• _Texto escolhido_
==*==

"Foi uma honra, um privilégio"
Aos 38 anos, Telma Monteiro decidiu pôr um ponto final na gloriosa carreira desportiva. No dia em que a notícia foi conhecida – 9 de dezembro –, a melhor judoca portuguesa de todos os tempos esteve na emissão da BTV, tendo aí olhado para trás, recordando momentos marcantes, explicando "a honra e o privilégio" que foi representar o Benfica durante 17 anos, mas também levantou uma ponta do véu dos dias futuros, como coordenadora do judo do Clube.
A DECISÃO DE TERMINAR A CARREIRA
"Foi uma decisão muito bem pensada. É uma decisão que eu acho que chega na melhor altura, porque foram 20 anos só no circuito sénior, portanto, foram seis ciclos olímpicos. Foi muito tempo em que lutei sempre com bastante motivação, sempre com muita energia, mas senti que agora era o momento em que queria continuar a minha vida e fazer outras coisas."
A ESTABILIDADE EMOCIONAL QUE SEMPRE A Caracterizou "Acho que tive a felicidade de conseguir conjugar muito bem a minha vida profissional de atleta com a minha vida pessoal. Ou seja, acho que, muitas vezes, nós, atletas, somos tão exigentes, principalmente no alto rendimento, no alto nível, em que procuramos sempre ser os melhores, que temos dificuldade em equilibrar a vida profissional com a vida pessoal. Eu sempre tentei aproveitar muito bem o meu tempo livre, fazer coisas de que gostava, desfrutar das pessoas que me eram próximas. Esse equilíbrio fez com que eu pudesse também ser a minha melhor versão e desfrutar ao máximo dentro do tapete. E mesmo com toda a responsabilidade, e mesmo com toda a pressão inerente àquilo que eu própria queria ser, o facto de ter esse equilíbrio fez com que eu tivesse, de um modo geral, uma carreira muito feliz e que estivesse sempre tranquila com as coisas que estavam a acontecer."

==*==

• _Linhas fornecidas_
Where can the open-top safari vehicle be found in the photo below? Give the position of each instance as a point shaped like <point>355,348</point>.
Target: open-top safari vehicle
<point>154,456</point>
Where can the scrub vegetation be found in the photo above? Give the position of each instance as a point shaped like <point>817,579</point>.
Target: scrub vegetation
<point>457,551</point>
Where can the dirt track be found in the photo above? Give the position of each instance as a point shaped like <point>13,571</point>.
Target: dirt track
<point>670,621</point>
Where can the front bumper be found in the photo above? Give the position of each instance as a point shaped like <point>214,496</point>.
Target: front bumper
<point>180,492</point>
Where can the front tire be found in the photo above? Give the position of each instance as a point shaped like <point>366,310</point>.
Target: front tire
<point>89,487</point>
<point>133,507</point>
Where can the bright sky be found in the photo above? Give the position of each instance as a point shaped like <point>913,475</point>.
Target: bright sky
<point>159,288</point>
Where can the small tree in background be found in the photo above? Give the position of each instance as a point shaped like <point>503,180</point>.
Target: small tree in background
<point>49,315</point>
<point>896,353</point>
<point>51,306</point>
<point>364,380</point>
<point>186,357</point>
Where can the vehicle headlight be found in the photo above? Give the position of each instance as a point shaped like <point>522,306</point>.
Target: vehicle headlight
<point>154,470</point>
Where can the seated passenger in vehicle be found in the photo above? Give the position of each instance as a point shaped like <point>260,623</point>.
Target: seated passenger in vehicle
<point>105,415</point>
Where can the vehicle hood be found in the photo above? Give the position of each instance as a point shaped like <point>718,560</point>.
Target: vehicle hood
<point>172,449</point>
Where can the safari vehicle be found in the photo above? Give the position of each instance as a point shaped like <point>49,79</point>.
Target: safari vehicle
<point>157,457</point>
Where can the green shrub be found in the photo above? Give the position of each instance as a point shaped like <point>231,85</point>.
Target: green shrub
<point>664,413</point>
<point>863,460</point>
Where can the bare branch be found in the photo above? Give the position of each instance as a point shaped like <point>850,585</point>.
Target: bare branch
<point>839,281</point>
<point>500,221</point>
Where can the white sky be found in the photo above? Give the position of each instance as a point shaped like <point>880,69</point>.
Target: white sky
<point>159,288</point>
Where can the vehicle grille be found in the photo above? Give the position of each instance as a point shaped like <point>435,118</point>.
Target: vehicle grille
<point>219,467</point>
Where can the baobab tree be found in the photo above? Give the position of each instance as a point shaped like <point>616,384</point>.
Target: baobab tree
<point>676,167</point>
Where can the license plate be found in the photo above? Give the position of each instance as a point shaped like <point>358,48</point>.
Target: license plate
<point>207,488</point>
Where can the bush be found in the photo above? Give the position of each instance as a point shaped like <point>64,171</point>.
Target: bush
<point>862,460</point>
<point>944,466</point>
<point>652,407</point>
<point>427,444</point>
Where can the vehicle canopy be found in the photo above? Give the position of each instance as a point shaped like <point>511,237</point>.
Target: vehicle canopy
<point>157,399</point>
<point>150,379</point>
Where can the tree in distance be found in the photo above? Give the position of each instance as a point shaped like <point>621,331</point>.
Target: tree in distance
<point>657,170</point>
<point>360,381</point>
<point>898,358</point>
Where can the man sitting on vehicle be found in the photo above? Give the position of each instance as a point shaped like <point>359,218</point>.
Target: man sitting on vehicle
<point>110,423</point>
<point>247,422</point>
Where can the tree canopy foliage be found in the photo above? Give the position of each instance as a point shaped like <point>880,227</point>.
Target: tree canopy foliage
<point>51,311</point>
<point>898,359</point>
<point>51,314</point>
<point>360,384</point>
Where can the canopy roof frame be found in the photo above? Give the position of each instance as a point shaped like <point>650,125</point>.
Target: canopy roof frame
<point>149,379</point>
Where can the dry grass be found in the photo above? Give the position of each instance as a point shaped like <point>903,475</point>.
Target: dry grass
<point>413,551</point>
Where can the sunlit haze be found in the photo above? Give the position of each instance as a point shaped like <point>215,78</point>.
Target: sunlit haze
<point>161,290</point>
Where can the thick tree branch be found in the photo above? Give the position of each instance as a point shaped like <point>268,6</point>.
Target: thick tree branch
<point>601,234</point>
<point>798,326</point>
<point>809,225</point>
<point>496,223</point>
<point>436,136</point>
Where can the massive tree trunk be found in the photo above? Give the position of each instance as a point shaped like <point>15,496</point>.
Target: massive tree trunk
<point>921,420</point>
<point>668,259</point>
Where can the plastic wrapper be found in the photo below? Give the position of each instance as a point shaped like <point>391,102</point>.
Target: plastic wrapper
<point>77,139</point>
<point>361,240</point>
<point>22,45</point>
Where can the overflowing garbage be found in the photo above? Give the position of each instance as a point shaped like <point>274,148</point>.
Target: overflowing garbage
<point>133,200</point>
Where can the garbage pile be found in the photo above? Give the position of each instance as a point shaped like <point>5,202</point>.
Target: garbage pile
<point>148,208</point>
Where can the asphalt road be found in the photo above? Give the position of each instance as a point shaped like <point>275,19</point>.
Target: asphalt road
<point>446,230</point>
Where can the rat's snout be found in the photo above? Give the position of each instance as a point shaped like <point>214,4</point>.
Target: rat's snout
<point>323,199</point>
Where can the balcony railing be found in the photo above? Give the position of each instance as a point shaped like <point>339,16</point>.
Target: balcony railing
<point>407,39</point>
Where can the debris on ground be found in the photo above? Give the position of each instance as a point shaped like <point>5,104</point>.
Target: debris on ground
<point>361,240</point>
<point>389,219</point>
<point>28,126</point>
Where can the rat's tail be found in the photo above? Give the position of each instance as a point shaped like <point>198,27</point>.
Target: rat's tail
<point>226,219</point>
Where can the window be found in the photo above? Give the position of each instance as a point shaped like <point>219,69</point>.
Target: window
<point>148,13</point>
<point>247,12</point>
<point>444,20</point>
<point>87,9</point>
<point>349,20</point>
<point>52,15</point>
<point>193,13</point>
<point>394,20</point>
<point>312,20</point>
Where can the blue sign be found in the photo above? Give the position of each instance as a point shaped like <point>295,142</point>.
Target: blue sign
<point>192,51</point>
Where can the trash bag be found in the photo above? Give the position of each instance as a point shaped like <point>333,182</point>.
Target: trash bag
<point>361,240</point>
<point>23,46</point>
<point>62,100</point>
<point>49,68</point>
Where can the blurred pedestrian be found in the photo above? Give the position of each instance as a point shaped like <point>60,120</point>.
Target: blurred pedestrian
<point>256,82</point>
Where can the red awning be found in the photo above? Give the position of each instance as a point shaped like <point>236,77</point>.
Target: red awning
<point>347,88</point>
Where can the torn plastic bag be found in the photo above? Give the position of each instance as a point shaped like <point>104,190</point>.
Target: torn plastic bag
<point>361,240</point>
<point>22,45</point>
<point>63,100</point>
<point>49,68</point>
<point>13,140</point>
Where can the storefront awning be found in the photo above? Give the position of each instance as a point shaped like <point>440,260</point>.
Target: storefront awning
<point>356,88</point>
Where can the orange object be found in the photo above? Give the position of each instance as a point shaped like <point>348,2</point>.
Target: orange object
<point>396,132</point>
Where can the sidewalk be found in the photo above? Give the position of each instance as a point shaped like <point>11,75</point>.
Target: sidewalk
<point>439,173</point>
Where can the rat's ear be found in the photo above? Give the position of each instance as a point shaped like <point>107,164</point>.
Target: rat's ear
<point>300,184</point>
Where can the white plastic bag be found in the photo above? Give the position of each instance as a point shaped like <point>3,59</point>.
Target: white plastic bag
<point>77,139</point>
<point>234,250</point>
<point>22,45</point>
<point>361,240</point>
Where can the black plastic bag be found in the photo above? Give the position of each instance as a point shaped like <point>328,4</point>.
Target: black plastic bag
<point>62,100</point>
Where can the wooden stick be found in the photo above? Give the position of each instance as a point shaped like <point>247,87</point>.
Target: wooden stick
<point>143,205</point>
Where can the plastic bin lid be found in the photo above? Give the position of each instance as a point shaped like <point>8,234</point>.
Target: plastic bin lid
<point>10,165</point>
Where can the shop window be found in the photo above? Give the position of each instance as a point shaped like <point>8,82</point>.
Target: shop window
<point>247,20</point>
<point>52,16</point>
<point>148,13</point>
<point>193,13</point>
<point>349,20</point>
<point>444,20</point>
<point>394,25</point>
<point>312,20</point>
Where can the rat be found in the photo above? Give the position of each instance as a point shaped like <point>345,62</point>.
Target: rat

==*==

• _Sobre a tarefa_
No texto sobre a despedida de Telma Monteiro, porque é que ela acha que a decisão de terminar a carreira chega na melhor altura? Explique em uma a três frases.

• _A resposta_
Porque já tinha passado 20 anos só no circuito sénior, o que corresponde a seis ciclos olímpicos. Lutou sempre com motivação e energia, mas sentiu que era o momento de continuar a sua vida e fazer outras coisas.